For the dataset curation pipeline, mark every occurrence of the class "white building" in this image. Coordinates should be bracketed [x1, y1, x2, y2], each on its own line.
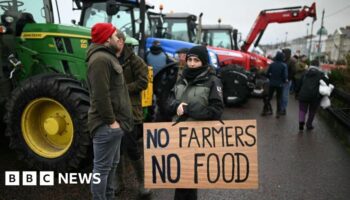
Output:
[326, 26, 350, 62]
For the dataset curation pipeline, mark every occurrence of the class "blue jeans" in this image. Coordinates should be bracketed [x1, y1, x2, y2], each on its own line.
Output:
[91, 125, 124, 200]
[281, 81, 291, 111]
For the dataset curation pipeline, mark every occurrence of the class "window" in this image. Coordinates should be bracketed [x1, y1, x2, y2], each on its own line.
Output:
[163, 19, 189, 42]
[203, 30, 232, 49]
[83, 3, 134, 37]
[0, 0, 46, 23]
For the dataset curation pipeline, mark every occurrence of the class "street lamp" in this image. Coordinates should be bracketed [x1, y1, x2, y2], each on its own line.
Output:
[308, 21, 315, 61]
[306, 23, 310, 55]
[317, 9, 327, 63]
[284, 32, 288, 47]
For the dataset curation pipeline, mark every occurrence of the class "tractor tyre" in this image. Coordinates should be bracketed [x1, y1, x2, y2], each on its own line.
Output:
[251, 76, 269, 98]
[220, 65, 251, 106]
[152, 62, 179, 122]
[4, 73, 90, 171]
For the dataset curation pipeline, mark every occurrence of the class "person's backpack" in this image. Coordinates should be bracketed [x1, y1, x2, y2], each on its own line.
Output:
[298, 69, 324, 102]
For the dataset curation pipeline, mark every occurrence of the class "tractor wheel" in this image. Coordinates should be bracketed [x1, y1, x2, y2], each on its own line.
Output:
[251, 76, 269, 98]
[152, 62, 178, 122]
[4, 73, 90, 171]
[220, 65, 251, 106]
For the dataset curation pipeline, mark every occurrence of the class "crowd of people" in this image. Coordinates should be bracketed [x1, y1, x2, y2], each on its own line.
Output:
+-------+
YOUR GOAL =
Each entry above must be repeated word for word, minus its images.

ANSWER TO THE EXERCISE =
For the dataset curation pipeline, mark every occurrence of the class "white building" in this image. Coordinates should be bracketed [x1, y1, x2, y2], each on its own line.
Output:
[326, 26, 350, 62]
For the dataset curation pipeline, mark every occurrence of the class "blue jeans" in this image. Coordinates should be bracketed [x1, y1, x2, y2], each on its own line.
Output:
[91, 125, 124, 200]
[281, 81, 291, 111]
For the dataset curation pipeline, mark every occurrence of the class "window" in this image. Coordinates should be bracketed [x1, y1, x2, y2], each on its own line.
Output:
[163, 19, 189, 42]
[203, 30, 232, 49]
[83, 3, 134, 37]
[0, 0, 46, 23]
For the dataset curation pipeline, mark every occurrence of the class "street lamp" in this image. Coordinates should be bracketed [x1, y1, x2, y2], each on its own line.
Output:
[308, 21, 315, 61]
[306, 23, 310, 55]
[317, 9, 327, 63]
[284, 32, 288, 47]
For the dataset curation pipeline, mark every occurrence of the class "tractor tyre" in this image. Coordinates should be bracketed [x1, y1, x2, y2], each on its own line.
Output:
[251, 76, 269, 98]
[220, 65, 251, 106]
[152, 62, 179, 122]
[4, 73, 90, 171]
For the dataset curation pipeline, mark every occurrence of the class "person's backpack" in this image. Coordinates should be bracketed [x1, y1, x2, y2], each on its own line.
Output:
[298, 69, 324, 102]
For the dataset curation pipeline, mark every occurrence of the class "tractor wheel" in this image. Coordinates should be bracketed [x1, y1, x2, y2], each on its own line.
Output:
[251, 76, 269, 98]
[152, 62, 178, 122]
[4, 73, 90, 171]
[220, 65, 251, 106]
For the dataset curation pipeline, mark every occurrence of the class "crowd of people" in this image. Coordinates should be bracketed [x1, y1, x2, y2], each on its own line.
Output:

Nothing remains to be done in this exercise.